#### Tasks to complete:
1. From the bifacial cell design abstract, pull out the passage between "Yield due to" and "reducing the LCoE.", inclusive, word for word.
2. Shorten the paragraph of the bifacial cell design abstract that begins "A large part of the cell processing cost" and keep its main facts.

#### Given text:
· · ·

Geography based bi-facial cell design for low LCoE

Abstract

The Levelized Cost of Electricity (LCoE) produced by PV systems is determined by yield (kWh) and cost of the system. Reducing the LCoE of the solar power can be achieved either by increasing the yield or by reducing the cost. The yield of bi-facial PV systems is promoted by high efficiency and a high bi-faciality factor.

Yield due to the front efficiency depends on the parameters ($V_{oc}$ ,$I_{sc}$ and $FF$) that contribute to that efficiency. It was found that the different parameter helped maximize the yield in each climatic condition. For low irradiation and low operating temperature zones, yield improved when the product $I_{sc} \times V_{oc} $ was increased at the cost of the $FF$. While at equatorial tropical climates with fairly high temperatures, yiele improved when $V_{oc}$ was increased at cost of $I_{sc}$ and $FF$. For high irradiance and high temperature desert climates, yield improved when the product $ V_{oc} \times FF $ increased at the cost of $I_{sc}$. Designing cells to suit the operating conditions of the region improved yield per $W_{p}$ thereby reducing the LCoE.

A large part of the cell processing cost is in the metal (silver) used on the cell. The amount of silver is usually optimized for the cell efficiency (i.e. power in W) delivered under standard test conditions, i.e. a solar irradiance of 1000 W/m2. When the metal patterns were optimized for the yield at a climatic zone, results showed that up to 50\% of silver per cell could be saved (From a reference cell considered). Up to 5\% LCoE improvement was theorized.

The irradiance on the bi-facial modules varies with different system orientations (Equator facing, East west tilted, East West Vertical ). The metal patterns were also optimized for the different system orientation at a climatic condition. The results showed metal patterns can be made more thin when designed for vertical systems.

Advanced c-Si cell concepts try to reach the theoretical efficiency by employing different passivation technologies, grid patterns, etc. Each cell technology will have advantage over the other. This makes it interesting to study if we can attribute a cell concept to a climatic condition where it will outperform other cell concepts.

· · ·

Segmentation mask data:
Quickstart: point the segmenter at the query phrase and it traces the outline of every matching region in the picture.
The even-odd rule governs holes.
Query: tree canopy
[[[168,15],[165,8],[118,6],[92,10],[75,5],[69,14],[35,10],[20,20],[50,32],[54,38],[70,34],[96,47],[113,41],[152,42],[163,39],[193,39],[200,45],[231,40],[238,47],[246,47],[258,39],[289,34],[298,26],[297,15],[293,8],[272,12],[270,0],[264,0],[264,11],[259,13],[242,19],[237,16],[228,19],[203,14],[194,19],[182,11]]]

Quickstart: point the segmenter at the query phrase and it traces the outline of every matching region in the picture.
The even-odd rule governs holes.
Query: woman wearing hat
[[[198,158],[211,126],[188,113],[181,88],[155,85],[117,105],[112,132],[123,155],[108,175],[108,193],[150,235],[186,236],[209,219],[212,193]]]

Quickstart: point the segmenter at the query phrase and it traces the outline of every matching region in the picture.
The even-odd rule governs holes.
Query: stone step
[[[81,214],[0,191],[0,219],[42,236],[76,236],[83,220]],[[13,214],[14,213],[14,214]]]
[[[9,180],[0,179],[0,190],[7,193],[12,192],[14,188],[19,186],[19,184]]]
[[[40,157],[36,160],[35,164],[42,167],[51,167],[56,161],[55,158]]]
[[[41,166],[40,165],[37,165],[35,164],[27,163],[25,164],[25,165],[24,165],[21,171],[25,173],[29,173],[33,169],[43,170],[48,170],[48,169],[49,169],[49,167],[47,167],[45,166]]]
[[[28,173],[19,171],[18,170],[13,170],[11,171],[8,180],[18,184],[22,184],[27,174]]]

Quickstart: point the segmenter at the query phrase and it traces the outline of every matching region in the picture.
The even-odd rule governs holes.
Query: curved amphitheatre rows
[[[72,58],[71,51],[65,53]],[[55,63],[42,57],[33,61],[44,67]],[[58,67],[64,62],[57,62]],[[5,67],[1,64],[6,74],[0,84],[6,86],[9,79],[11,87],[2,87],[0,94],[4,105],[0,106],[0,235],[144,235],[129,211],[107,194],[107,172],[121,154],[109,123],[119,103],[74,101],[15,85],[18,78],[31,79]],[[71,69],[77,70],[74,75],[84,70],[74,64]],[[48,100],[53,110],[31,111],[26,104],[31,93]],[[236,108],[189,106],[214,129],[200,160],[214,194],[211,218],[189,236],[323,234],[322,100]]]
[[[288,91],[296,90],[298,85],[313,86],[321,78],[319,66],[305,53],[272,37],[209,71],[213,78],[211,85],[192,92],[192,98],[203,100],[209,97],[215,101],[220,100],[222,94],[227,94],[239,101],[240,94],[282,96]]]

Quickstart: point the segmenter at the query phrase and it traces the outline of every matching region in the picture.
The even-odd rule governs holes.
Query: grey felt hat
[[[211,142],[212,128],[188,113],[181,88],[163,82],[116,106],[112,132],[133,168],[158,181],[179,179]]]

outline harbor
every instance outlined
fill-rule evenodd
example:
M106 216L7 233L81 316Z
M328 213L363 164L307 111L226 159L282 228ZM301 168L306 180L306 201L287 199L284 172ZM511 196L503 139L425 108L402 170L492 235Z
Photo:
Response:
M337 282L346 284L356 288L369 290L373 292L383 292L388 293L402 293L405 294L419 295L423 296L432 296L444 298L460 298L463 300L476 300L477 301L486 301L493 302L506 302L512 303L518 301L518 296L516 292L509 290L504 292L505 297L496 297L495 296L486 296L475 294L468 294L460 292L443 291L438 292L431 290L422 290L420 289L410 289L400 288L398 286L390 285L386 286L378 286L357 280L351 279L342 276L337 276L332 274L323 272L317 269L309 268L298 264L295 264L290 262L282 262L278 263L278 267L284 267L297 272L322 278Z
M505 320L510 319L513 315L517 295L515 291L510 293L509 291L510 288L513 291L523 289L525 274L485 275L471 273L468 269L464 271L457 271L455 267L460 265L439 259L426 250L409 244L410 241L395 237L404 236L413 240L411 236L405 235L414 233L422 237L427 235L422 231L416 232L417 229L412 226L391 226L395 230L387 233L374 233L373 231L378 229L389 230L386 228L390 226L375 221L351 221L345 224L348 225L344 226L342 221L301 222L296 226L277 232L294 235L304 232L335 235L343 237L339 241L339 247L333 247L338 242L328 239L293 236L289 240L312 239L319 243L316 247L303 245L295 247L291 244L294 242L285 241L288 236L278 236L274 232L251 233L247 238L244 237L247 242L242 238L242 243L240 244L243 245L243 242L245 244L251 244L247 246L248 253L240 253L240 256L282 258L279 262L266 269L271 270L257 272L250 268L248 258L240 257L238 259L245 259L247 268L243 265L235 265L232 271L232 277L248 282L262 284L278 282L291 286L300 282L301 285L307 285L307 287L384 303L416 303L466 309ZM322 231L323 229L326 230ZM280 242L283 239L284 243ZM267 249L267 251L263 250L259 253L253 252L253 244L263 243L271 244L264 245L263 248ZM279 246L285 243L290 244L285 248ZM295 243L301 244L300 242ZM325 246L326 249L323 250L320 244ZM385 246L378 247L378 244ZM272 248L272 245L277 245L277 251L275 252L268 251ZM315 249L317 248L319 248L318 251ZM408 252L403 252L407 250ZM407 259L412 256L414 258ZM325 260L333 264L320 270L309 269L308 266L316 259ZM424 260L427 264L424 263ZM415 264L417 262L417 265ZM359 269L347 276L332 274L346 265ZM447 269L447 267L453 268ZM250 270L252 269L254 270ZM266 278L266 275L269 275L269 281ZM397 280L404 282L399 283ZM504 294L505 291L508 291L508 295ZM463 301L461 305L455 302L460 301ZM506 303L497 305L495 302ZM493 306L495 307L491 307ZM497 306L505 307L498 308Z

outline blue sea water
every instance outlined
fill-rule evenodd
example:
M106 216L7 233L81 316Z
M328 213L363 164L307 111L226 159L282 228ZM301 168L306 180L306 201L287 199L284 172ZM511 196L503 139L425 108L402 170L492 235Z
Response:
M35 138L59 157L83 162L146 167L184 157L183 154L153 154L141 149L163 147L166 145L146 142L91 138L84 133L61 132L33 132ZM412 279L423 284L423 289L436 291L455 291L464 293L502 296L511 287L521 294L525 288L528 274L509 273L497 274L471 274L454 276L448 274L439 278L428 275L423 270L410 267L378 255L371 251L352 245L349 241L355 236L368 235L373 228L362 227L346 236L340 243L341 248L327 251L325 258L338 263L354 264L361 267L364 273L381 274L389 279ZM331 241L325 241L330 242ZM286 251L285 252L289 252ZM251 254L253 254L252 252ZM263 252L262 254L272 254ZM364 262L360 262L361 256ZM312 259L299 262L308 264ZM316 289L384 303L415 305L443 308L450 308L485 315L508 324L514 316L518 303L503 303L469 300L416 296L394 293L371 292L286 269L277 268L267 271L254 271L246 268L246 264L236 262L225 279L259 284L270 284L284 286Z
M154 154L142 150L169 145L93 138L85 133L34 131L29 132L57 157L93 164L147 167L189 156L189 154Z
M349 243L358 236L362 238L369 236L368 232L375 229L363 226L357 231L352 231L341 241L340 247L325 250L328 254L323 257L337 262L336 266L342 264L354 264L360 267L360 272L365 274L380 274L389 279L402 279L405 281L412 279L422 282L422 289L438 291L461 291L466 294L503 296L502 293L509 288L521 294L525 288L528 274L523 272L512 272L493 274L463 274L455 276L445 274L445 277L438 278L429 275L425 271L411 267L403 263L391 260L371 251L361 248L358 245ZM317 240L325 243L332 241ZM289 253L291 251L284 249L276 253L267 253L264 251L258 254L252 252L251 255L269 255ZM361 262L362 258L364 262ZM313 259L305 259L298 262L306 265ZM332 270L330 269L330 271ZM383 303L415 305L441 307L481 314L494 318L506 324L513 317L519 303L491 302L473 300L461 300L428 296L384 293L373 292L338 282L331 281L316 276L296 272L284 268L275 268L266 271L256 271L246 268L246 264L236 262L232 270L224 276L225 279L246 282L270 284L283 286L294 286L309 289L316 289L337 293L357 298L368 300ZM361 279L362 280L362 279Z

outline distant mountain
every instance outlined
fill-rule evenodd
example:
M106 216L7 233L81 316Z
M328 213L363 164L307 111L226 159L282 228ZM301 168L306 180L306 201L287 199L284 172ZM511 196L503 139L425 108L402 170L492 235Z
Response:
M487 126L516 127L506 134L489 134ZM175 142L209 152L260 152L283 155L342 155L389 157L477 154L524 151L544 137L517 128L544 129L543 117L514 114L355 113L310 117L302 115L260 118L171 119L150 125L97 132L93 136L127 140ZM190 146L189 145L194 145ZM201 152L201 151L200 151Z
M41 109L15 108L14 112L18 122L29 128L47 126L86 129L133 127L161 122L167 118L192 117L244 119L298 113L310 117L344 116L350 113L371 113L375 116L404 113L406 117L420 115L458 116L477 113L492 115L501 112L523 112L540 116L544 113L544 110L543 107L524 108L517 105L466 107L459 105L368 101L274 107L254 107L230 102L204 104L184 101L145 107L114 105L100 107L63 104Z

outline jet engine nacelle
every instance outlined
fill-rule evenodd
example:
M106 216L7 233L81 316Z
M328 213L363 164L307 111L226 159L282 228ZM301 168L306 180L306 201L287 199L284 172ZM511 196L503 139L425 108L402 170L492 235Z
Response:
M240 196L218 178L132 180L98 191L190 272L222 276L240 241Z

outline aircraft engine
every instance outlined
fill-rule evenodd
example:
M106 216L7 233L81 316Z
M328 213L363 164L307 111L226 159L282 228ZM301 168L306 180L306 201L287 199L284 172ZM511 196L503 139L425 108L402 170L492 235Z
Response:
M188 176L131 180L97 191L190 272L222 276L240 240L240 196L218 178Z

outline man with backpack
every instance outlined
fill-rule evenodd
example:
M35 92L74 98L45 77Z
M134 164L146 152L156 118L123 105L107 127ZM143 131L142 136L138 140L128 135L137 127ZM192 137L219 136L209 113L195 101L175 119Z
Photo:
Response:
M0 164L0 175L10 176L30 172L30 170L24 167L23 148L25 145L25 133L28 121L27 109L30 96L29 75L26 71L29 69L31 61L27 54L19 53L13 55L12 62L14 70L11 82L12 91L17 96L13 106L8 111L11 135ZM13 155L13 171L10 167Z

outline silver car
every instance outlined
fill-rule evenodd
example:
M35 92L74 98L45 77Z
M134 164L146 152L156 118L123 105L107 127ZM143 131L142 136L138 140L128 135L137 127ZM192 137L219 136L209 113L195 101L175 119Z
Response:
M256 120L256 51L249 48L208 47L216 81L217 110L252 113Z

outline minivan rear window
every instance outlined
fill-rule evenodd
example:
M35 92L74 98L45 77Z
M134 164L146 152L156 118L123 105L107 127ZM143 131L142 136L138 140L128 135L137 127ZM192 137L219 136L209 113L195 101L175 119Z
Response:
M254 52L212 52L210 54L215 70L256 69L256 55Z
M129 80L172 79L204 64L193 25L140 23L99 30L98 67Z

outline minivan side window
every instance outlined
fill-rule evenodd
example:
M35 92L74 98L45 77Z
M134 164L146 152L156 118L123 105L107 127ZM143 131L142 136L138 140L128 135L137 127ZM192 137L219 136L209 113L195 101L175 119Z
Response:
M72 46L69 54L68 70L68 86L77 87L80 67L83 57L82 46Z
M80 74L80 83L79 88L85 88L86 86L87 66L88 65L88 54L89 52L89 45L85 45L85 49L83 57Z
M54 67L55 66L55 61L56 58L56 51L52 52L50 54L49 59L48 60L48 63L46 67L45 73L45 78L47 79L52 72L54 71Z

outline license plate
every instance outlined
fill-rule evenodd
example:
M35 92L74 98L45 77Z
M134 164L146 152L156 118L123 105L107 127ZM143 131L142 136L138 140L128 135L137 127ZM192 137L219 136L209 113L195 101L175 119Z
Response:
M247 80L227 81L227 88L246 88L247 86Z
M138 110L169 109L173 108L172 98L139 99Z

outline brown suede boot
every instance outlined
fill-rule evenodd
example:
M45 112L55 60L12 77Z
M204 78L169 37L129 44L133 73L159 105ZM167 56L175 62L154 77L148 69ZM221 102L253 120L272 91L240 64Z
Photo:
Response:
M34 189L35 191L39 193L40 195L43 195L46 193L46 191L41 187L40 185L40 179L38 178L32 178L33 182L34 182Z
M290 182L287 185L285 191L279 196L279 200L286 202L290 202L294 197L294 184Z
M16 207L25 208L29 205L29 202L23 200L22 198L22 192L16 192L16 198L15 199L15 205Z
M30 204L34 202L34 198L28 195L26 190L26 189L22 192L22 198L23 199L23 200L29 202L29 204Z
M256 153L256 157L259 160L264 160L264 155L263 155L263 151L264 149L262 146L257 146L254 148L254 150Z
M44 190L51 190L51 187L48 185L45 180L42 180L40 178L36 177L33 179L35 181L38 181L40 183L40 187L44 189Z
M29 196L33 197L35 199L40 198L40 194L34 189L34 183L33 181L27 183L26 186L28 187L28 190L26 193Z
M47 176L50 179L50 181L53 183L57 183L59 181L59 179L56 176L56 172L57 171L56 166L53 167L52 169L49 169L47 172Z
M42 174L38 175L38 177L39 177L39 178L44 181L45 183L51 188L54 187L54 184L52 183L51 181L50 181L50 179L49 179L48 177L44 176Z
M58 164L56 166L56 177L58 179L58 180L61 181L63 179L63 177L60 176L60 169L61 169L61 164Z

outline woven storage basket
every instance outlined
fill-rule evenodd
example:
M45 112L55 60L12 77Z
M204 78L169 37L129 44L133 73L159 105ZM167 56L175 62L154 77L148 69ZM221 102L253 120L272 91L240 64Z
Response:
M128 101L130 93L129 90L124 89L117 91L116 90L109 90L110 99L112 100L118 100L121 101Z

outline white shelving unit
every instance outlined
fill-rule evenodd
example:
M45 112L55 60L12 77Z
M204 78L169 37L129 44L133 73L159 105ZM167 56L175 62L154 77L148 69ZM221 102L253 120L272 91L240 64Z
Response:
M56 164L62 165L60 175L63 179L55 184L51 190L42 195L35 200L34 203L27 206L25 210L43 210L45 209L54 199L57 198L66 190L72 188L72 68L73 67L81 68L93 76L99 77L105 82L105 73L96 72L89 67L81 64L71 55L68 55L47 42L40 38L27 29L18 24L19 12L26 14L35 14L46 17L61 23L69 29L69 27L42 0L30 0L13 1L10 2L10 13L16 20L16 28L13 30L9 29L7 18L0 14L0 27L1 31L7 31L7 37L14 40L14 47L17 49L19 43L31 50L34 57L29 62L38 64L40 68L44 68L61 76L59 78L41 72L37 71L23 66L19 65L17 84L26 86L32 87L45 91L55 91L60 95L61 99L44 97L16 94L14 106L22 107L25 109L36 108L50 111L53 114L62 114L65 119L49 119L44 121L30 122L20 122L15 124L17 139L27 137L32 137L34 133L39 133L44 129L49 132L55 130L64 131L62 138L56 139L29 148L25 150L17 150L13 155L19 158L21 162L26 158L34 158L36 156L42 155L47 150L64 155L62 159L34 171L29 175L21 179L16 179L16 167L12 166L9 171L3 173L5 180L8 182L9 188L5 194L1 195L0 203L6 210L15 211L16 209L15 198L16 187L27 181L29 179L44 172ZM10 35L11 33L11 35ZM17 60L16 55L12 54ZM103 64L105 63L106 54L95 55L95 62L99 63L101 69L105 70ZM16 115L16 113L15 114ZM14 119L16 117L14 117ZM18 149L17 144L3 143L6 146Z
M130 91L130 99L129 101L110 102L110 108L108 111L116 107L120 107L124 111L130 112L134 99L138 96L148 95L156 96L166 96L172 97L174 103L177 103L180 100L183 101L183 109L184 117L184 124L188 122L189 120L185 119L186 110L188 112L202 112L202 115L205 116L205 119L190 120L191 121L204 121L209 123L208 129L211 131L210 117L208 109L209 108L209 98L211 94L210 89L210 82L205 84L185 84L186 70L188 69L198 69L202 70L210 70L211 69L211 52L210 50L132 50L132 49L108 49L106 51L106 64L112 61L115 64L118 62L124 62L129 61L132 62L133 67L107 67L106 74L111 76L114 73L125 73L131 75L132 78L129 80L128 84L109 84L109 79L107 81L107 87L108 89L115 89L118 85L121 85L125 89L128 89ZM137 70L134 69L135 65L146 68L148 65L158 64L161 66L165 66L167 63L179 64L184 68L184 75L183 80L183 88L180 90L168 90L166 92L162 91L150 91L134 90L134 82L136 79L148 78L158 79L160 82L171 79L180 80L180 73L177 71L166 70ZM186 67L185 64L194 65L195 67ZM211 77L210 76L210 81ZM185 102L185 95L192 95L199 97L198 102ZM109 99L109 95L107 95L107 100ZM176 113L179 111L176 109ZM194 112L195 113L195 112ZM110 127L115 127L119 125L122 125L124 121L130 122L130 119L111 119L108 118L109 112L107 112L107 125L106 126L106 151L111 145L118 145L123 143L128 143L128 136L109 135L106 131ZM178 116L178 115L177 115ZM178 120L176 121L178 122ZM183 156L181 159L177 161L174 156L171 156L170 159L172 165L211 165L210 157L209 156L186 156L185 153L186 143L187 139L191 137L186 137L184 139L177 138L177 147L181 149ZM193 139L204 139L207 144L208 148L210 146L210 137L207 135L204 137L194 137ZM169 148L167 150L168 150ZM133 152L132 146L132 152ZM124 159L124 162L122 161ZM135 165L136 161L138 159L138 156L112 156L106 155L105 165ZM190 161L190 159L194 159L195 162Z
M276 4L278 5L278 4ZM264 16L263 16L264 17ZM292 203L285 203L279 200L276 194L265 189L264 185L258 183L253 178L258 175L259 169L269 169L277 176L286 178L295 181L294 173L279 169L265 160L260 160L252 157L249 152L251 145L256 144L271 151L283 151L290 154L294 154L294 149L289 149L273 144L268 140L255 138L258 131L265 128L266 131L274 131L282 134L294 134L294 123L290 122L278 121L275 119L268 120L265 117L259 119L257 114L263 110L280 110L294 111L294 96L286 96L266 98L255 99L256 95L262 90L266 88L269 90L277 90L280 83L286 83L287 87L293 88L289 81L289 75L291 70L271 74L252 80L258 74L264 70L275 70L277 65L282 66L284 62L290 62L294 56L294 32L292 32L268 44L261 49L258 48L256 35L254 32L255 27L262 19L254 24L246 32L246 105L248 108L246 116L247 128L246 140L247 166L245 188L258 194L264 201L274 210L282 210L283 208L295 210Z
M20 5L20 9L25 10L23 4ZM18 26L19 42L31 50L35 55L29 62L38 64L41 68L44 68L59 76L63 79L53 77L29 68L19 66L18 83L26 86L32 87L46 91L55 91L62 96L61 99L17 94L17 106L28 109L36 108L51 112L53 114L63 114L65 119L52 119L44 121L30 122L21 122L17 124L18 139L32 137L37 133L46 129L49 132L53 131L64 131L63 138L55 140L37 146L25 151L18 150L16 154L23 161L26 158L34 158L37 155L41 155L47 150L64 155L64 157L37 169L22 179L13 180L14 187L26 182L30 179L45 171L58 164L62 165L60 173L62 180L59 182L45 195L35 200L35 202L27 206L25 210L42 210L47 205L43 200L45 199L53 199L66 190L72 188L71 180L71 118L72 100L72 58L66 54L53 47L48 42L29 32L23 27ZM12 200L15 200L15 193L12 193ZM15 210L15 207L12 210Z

· · ·

#### Solved tasks:
1.
Yield due to the front efficiency depends on the parameters ($V_{oc}$ ,$I_{sc}$ and $FF$) that contribute to that efficiency. It was found that the different parameter helped maximize the yield in each climatic condition. For low irradiation and low operating temperature zones, yield improved when the product $I_{sc} \times V_{oc} $ was increased at the cost of the $FF$. While at equatorial tropical climates with fairly high temperatures, yiele improved when $V_{oc}$ was increased at cost of $I_{sc}$ and $FF$. For high irradiance and high temperature desert climates, yield improved when the product $ V_{oc} \times FF $ increased at the cost of $I_{sc}$. Designing cells to suit the operating conditions of the region improved yield per $W_{p}$ thereby reducing the LCoE.

2. Much of the cell processing cost comes from the silver metal on the cell. The silver amount is usually optimized for efficiency under standard test conditions (1000 W/m2 irradiance). When the metal patterns were optimized for yield in a climatic zone instead, up to 50% of the silver per cell could be saved compared with a reference cell. That was theorized to improve LCoE by up to 5%.